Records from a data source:

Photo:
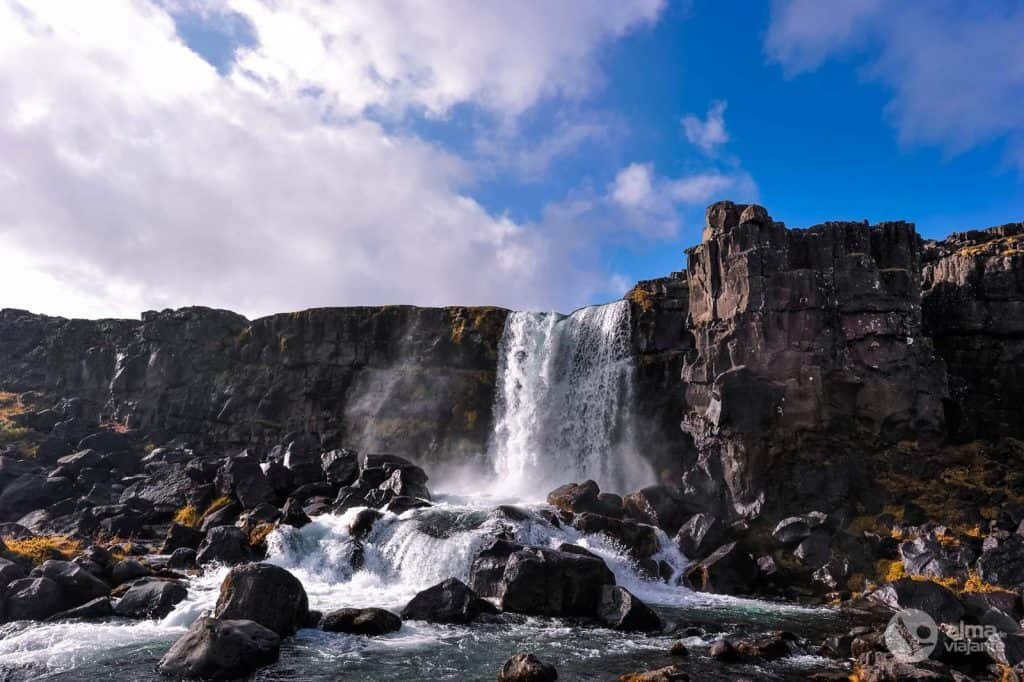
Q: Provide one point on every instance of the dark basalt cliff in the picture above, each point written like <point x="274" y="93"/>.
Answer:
<point x="401" y="379"/>
<point x="772" y="374"/>
<point x="809" y="353"/>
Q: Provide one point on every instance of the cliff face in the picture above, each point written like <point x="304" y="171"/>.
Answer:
<point x="662" y="341"/>
<point x="974" y="310"/>
<point x="767" y="374"/>
<point x="809" y="351"/>
<point x="413" y="381"/>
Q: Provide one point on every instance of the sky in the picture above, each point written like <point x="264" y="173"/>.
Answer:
<point x="266" y="156"/>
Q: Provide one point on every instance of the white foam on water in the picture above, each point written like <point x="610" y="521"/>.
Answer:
<point x="563" y="402"/>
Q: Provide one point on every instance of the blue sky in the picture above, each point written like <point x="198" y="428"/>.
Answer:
<point x="284" y="156"/>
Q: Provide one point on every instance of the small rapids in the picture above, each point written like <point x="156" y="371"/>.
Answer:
<point x="400" y="556"/>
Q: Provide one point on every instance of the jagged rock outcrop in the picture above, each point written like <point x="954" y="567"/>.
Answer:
<point x="974" y="311"/>
<point x="401" y="379"/>
<point x="662" y="341"/>
<point x="809" y="352"/>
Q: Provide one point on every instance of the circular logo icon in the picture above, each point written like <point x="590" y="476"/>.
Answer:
<point x="911" y="635"/>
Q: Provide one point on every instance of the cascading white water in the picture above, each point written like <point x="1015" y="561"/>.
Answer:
<point x="563" y="402"/>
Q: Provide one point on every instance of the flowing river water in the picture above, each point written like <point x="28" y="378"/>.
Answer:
<point x="562" y="413"/>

• _Task prompt_: Copy out the stretch of the material from the line containing "Q: Provide one point on every instance of the circular" through the end of the material, keeping every line identical to the original.

• _Expected output_:
Q: Provide one point on every instance of the circular logo icon in the picture above, each point written like <point x="590" y="476"/>.
Answer:
<point x="911" y="635"/>
Q: Provide one point on every instance of the cascading white water in the picture above, each point written like <point x="1015" y="561"/>.
Answer:
<point x="563" y="402"/>
Q: Provide one point on every instance of the flowing river water in the picture above, each point written like <point x="28" y="378"/>.
Answer:
<point x="562" y="413"/>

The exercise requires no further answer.